(Stored records)

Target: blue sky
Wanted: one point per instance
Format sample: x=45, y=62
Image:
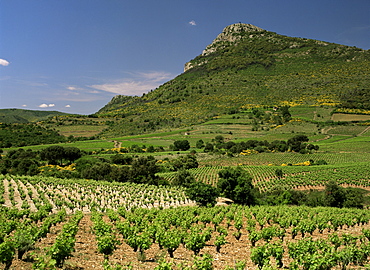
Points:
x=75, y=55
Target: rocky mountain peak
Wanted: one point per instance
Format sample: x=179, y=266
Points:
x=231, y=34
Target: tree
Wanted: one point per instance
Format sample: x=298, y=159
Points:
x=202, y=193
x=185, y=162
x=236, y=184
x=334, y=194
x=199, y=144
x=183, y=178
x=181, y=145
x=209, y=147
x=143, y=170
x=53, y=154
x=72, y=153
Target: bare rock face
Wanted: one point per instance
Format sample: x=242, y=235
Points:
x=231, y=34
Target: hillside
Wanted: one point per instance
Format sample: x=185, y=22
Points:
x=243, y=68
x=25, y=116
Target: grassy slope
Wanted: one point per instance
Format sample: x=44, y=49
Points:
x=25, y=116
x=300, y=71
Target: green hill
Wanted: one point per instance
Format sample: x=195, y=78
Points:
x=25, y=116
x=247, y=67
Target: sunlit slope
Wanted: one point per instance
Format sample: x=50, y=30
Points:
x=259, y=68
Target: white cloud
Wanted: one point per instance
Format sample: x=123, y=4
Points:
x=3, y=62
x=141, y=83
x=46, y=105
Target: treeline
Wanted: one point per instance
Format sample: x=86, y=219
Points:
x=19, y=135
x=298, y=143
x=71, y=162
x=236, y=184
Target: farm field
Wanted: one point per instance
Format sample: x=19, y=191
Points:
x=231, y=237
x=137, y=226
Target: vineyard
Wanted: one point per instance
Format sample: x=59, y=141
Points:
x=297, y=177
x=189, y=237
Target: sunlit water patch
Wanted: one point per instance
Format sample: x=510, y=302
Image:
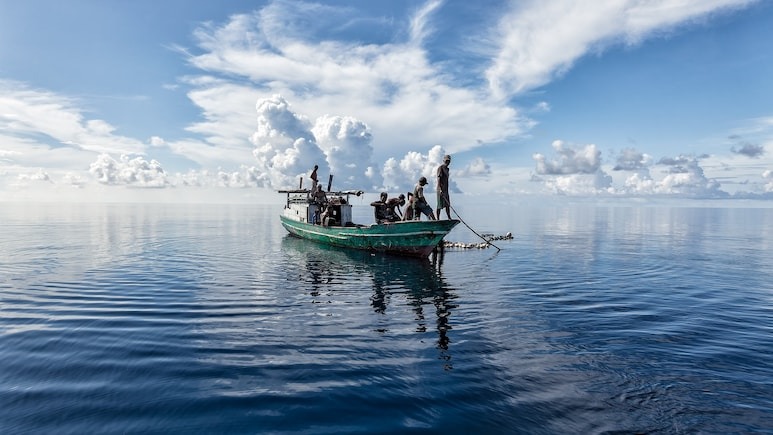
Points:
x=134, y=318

--

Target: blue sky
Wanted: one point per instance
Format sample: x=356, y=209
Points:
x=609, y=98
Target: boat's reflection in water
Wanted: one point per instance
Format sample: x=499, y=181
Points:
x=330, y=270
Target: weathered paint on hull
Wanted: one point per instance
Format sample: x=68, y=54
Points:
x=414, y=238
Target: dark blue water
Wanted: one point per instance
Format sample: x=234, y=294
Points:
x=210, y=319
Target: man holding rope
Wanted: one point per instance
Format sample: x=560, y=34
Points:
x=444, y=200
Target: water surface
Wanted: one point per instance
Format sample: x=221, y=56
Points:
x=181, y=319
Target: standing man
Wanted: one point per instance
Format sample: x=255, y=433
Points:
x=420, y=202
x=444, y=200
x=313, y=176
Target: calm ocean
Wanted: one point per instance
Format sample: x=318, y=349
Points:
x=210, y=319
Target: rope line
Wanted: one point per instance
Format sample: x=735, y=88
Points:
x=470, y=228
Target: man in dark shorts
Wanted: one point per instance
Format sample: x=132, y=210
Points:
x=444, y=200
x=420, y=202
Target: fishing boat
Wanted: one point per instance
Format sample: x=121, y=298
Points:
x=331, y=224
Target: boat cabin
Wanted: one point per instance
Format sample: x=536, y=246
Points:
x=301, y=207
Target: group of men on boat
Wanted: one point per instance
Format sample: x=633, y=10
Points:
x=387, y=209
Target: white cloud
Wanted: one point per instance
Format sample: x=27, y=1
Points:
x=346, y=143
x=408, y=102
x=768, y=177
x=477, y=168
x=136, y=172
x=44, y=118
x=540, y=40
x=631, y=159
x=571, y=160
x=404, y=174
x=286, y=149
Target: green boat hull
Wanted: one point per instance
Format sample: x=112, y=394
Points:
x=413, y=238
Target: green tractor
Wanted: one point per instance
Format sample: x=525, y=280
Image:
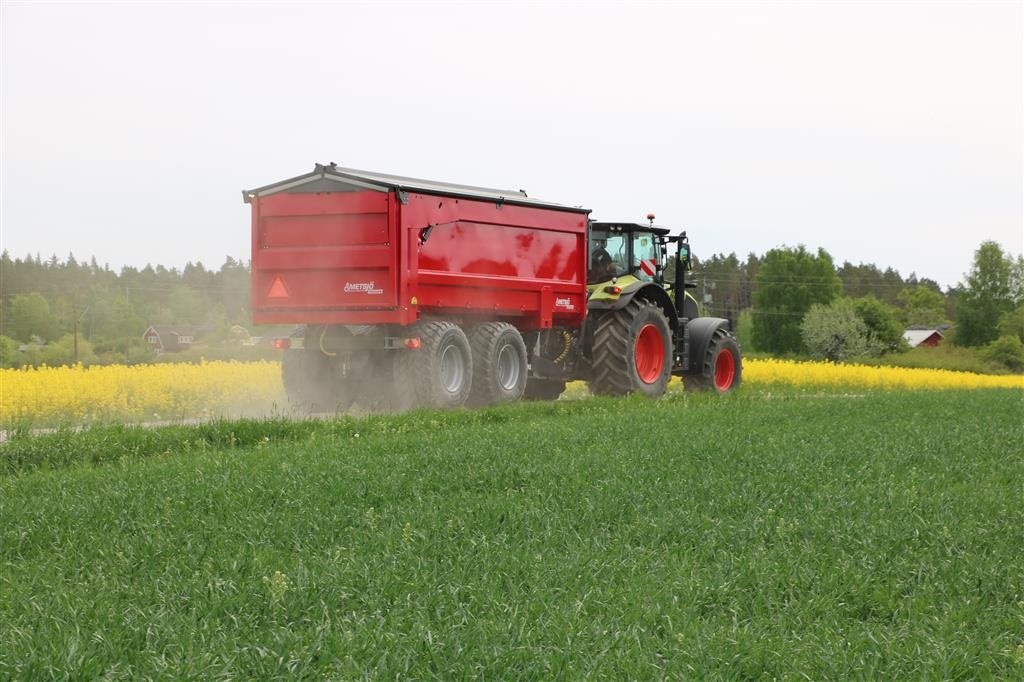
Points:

### JOB:
Duplicate the records in the stretch from the line containing "Target: dark blue water" through the line containing "x=413, y=238", keeping every line the same and including both end lines.

### EXERCISE RESPONSE:
Target: dark blue water
Wanted: one point per instance
Format sample: x=234, y=294
Points:
x=210, y=319
Target: man holding rope
Wanted: one point per instance
Format sample: x=560, y=34
Points:
x=444, y=200
Target: water surface
Wanted: one point per instance
Format sample: x=221, y=56
Points:
x=181, y=319
Target: standing man
Wanted: one point per instance
Format sample: x=255, y=433
Points:
x=420, y=202
x=444, y=200
x=313, y=176
Target: calm ocean
Wanted: one point per instance
Format sample: x=318, y=349
Points:
x=210, y=319
Target: rope line
Wanted: one point per instance
Format sample: x=735, y=88
Points:
x=470, y=228
Target: man in dark shorts
Wanted: one point per instance
Format sample: x=132, y=210
Points:
x=444, y=200
x=420, y=202
Target: fishing boat
Wanted: one point per instance
Format sample: x=121, y=298
Points:
x=331, y=224
Target: boat cabin
Wanted: one point per instance
Format sample: x=536, y=246
Points:
x=301, y=207
Target: group of men on boat
Wanted: one point per instance
Format sample: x=633, y=10
Points:
x=387, y=209
Target: white cloud
Wanted: one point per instance
Format sample: x=27, y=1
Points:
x=346, y=143
x=408, y=102
x=768, y=177
x=477, y=168
x=136, y=172
x=44, y=118
x=540, y=40
x=631, y=159
x=571, y=160
x=404, y=174
x=286, y=149
Target: green boat hull
Wanted: one point per instance
Format sample: x=112, y=394
Points:
x=413, y=238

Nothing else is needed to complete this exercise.